# Tasks and exercises:
a. From the article on the DHR audit, list everything that the computer systems with major weaknesses deliver or track.
b. Pick up the article on the DHR audit after its last sentence and keep writing it.

** start of Text to read **

After the audit came out, DHR removed the director of the grants management office due to concerns about oversight of millions of dollars of grants. The Office of Legislative Audits (OLA) released thereport late last month covering some DHR operations for three years, ending in August 2012.

The audit also found that DHR paid legal bills without checking to make sure the work had been performed and did not address major weaknesses that could result in fraud in computer systems that deliver or track food stamps, child support payments, and foster care payments.

The department promised to correct most of the problems, but it pointed out that the auditors did not actually find any fraud had occurred.

Four years of deficit spending had been masked by improper accounting entries

DHR facebook logoDuring 2010-13, DHR spent $26.7 million more than its available budgetary resources. This overspending, according to the audit, apparently created a deficit balance that will need to be zeroed out with extra appropriations or more money from the general fund. Worse, auditors said the overspending was unintentionally concealed because the department improperly counted future-year revenues in the same accounting calculations with current expenses.

In response to the audit, DHR said it thought the accounting adjustments were proper. DHR’s response also agreed with the OLA’s recommendation to avoid improper adjustments in the future. The response did not, however, address the need to “undo” improper entries and zero out any deficit spending that may have accumulated since 2010.

DHR didn’t check legal bills

DHR paid lawyers $13.7 million during 2012 without checking the lawyers’ invoices. Those lawyers were contracted to represent indigent adults in protective services and children in child assistance and parental-rights cases in court.

The audit found that DHR did not perform on-site quality reviews at lawyers’ offices, or failed to document any results from such visits in the few cases where DHR said they had visited. In addition, DHR did not obtain required annual reports from 11 of the 12 law firms contracted to represent DHR beneficiaries. The auditors said DHR made no attempt to notify the firms that the reports were overdue.

** end of Text to read **
** start of Material provided **

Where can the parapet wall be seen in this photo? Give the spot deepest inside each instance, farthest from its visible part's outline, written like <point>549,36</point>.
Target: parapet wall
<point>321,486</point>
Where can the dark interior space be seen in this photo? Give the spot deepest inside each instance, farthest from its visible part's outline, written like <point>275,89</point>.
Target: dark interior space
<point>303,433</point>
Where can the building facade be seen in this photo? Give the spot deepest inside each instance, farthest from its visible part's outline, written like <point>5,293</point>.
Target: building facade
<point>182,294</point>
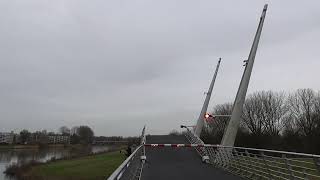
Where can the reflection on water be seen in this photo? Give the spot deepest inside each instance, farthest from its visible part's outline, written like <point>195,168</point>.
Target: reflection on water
<point>10,156</point>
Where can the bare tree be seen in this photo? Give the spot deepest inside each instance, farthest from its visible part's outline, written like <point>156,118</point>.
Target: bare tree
<point>304,106</point>
<point>265,113</point>
<point>218,124</point>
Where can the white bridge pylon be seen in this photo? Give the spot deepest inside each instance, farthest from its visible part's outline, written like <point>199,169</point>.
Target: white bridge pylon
<point>203,112</point>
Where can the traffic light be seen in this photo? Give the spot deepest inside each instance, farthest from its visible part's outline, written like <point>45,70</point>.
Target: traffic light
<point>207,116</point>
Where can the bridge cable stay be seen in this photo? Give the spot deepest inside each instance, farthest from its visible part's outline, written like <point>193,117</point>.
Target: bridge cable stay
<point>233,125</point>
<point>200,121</point>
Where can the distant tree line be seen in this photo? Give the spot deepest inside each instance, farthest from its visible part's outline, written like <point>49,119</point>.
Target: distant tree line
<point>272,120</point>
<point>76,135</point>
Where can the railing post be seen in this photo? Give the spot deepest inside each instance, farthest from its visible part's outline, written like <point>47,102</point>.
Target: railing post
<point>266,164</point>
<point>289,168</point>
<point>249,164</point>
<point>317,163</point>
<point>237,160</point>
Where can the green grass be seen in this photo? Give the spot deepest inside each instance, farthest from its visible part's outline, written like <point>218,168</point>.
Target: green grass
<point>84,168</point>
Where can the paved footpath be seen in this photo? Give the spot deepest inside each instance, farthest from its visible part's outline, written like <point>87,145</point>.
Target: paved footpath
<point>164,163</point>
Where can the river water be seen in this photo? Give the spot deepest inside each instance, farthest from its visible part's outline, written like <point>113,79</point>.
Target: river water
<point>10,156</point>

** end of Material provided **

# Expected responses:
a. Food stamps, child support payments, and foster care payments.

b.
Some of these problem had gone uncorrected after being identified in previous audits.

In response to the audit, DHR said it implemented corrective action for all recommendations.

DHR’s grants management was inadequate

The audit found that DHR did not oversee $14 million in grant funding to organizations and agencies that provide emergency food, housing and support for the disadvantaged.

That included paying for goods and services without knowing if the intended recipients actually got them and failing to ensure grantees submitted activity reports. In 113 of 119 instances, DHR could not locate the reports to show the auditors.

Lastly, the auditors said DHR failed to perform grantee site visits corresponding with almost 80% of grantee expenditures. Similar problems were found in the previous audit of the department.

In response to the audit, DHR said it removed the director of the Office of Grants Management and made other personnel changes. DHR also said it implemented corrective action for all recommendations.

DHR Information Technology (IT) system controls exposed the department to fraud

The audit found major vulnerabilities in large IT systems that DHR oversees for food stamps, child support payments, and foster care payments. These systems help deliver benefits, as well as track and manage beneficiaries’ eligibility.

OLA reported 12 significant weaknesses within four of DHR’s mission-critical systems. Two were repeat findings.

In the current fiscal year, these systems will process data corresponding with more than $2 billion of DHR’s transactions. Some of the risks include:

  • Fictitious food-stamp beneficiaries who could obtain goods and possibly cash from bank-issued debit cards
  • Unauthorized purchase orders for fictitious goods or services
  • Improper changes within databases containing sensitive beneficiary information, including sabotage by disgruntled employees or contractors.
  • Computer security violations that cannot be detected in a timely manner
  • Improper segregation of duties that could enable one person to perpetrate and conceal wrongdoing
  • Allowing too many people too many system privileges and access

In response to the audit, DHR suggested that OLA’s descriptions of the risks were overstated. However, DHR agreed to implement the recommendations, while pointing out that auditors did not actually find any fraud or malfeasance.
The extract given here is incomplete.